Saved entries
Content starts

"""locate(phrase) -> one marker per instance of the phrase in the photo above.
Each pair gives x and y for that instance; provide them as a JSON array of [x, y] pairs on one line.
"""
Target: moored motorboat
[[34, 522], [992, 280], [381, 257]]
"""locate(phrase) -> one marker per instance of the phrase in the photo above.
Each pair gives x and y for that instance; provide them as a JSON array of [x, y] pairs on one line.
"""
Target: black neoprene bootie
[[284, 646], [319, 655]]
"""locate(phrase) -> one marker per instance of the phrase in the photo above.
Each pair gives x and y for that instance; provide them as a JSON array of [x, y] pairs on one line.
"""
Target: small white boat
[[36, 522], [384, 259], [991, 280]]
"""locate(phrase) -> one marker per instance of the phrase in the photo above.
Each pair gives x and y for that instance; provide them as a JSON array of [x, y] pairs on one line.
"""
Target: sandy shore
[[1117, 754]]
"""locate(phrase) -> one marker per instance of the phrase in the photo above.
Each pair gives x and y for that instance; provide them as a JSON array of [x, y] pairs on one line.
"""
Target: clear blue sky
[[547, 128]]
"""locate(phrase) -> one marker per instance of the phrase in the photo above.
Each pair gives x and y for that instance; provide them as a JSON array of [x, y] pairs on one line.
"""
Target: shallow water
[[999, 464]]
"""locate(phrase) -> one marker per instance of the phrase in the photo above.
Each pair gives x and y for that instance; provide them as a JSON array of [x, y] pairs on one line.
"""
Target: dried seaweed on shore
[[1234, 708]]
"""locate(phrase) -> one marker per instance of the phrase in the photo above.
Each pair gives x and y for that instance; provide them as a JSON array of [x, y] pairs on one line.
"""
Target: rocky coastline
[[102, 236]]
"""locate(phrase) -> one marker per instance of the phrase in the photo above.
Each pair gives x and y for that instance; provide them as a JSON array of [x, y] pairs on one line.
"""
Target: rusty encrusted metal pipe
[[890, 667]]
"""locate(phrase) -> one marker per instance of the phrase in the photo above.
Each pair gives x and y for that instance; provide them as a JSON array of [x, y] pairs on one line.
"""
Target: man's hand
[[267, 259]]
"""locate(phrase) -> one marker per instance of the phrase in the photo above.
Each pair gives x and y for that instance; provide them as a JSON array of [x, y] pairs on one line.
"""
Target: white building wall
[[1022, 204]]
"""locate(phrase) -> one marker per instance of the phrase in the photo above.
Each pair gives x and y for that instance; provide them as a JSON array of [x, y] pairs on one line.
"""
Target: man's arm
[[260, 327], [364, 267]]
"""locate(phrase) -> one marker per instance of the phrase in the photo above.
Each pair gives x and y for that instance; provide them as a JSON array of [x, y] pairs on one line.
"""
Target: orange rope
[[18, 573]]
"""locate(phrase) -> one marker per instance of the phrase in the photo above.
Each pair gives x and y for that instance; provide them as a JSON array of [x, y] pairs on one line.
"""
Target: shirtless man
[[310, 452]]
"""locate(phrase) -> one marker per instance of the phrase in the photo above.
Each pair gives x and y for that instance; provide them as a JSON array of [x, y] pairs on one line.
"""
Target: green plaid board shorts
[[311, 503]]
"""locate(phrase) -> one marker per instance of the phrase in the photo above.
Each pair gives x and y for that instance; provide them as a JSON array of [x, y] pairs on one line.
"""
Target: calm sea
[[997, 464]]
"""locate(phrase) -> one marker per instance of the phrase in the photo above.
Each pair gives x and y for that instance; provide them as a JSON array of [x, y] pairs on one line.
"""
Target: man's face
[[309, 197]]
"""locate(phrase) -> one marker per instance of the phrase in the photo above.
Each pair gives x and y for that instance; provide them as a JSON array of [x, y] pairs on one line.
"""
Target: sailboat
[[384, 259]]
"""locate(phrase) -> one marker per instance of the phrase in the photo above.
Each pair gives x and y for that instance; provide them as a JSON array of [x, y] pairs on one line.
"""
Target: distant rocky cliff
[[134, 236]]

Content ends

◆ **Aim of the task**
Write out every entry exactly as given.

◆ **Task solution**
"""locate(phrase) -> one marker per instance of the phrase in the photo above.
Each pair gives x and y for that instance; provide them as a JSON array of [x, y] pairs on one line.
"""
Target: moored motorboat
[[34, 522], [992, 280], [381, 257]]
"""locate(phrase) -> one marker per instance of the phrase in the photo above.
Each pair gives x and y for that instance; provide them as a JSON array of [x, y] pairs on one line.
"""
Target: black neoprene bootie
[[284, 646], [319, 655]]
"""locate(phrase) -> one marker per instance of the phrase in the photo above.
Each pair gives x and y for that instance; provide them as a JSON array of [x, y] pairs on one line.
"""
Target: small white boat
[[36, 522], [384, 259], [991, 280]]
"""locate(phrase) -> one marker per instance of the phrase in the photo above.
Each pair gives x and y for that instance; provide them as a JSON array of [x, y] pairs on one line.
"""
Target: sandy shore
[[1117, 754]]
"""locate(phrase) -> one marker per instance of the phrase in the photo above.
Each pair gives x and y for that instance; provide them as a JSON array of [x, y] pairs on one line.
"""
Target: clear blue sky
[[547, 128]]
"""locate(phrase) -> one marker per instance of the phrase in the photo above.
Each pair gives x and y for that instance; provide them as a JSON array of [x, y] pairs on one line.
"""
Target: shallow water
[[999, 464]]
"""locate(phrase) -> one marker per instance of the phrase in the photo above.
Each pair gives x and y for that instance; provide them as a JSON array of [x, y] pairs on one line.
"""
Target: dried seaweed on shore
[[1234, 708]]
"""locate(phrase) -> one marker per instance of the phrase in the photo above.
Each pair gives x and y for that instance; provide them as a JSON array of [x, y] pairs on one line.
"""
Target: rocky coastline
[[102, 236]]
"""locate(phrase) -> one marker per instance of the phrase in the photo above.
Each pair gives x and y for that instance; provide them as a JSON array of [x, y] pairs on one line.
"""
Target: rusty encrusted metal pipe
[[890, 667]]
"""locate(phrase) -> one marker per instance of the phrase in the photo above.
Each pair gives x and y for that instance; provide them as a JSON array of [x, y] pairs on one line.
"""
Target: man's hand
[[267, 259]]
"""locate(phrase) -> one marker per instance of the phrase in the photo above.
Each pair gives x and y for that instance; provide them as a JSON array of [x, y] pairs on one line.
"""
Target: white building wall
[[1022, 204]]
"""locate(phrase) -> one marker per instance of the phrase in the photo above.
Each pair gives x and y for that instance; provide them as a JSON array of [x, y] pairs on one line.
"""
Target: man's arm
[[260, 327], [364, 267]]
"""locate(phrase) -> one marker per instance of the phrase in the photo above.
Each pair gives x and y for that instance; provide them as a JSON array of [x, y] pairs on one line.
"""
Target: orange rope
[[18, 573]]
"""locate(phrase) -> one marker per instance of the phrase in the photo above.
Each pair gives x and y for that instance; provide them as a JSON array of [x, y] pairs on one line.
"""
Target: shirtless man
[[310, 452]]
"""locate(phrase) -> one marker per instance of the phrase in the photo above.
Each pair gives x and y for that instance; provide them as a JSON array of [x, y] pairs on one line.
"""
Target: green plaid board shorts
[[311, 503]]
"""locate(phrase) -> one marker per instance of the phrase in the photo above.
Each pair gives x and y for that instance; provide them as a JSON array of [x, y] pairs on one line.
"""
Target: calm sea
[[997, 464]]
"""locate(phrase) -> one marker per instance of the phrase in the photo above.
Each pair gives x and y for that instance; provide them as a JSON array of [x, y] pairs on one line.
"""
Target: man's face
[[309, 197]]
"""locate(phrase) -> one marker per instance of the phrase in the photo above.
Each pair gives x and y for that instance; provide them as a JSON array of [x, y] pairs on one line.
"""
Target: sailboat
[[384, 259]]
"""locate(phrase) -> one marker per instance of the phrase in the photo above.
Each pair gives x and y for that instance; provide them as a JSON array of [x, y] pairs on one line.
"""
Target: distant rocky cliff
[[134, 236]]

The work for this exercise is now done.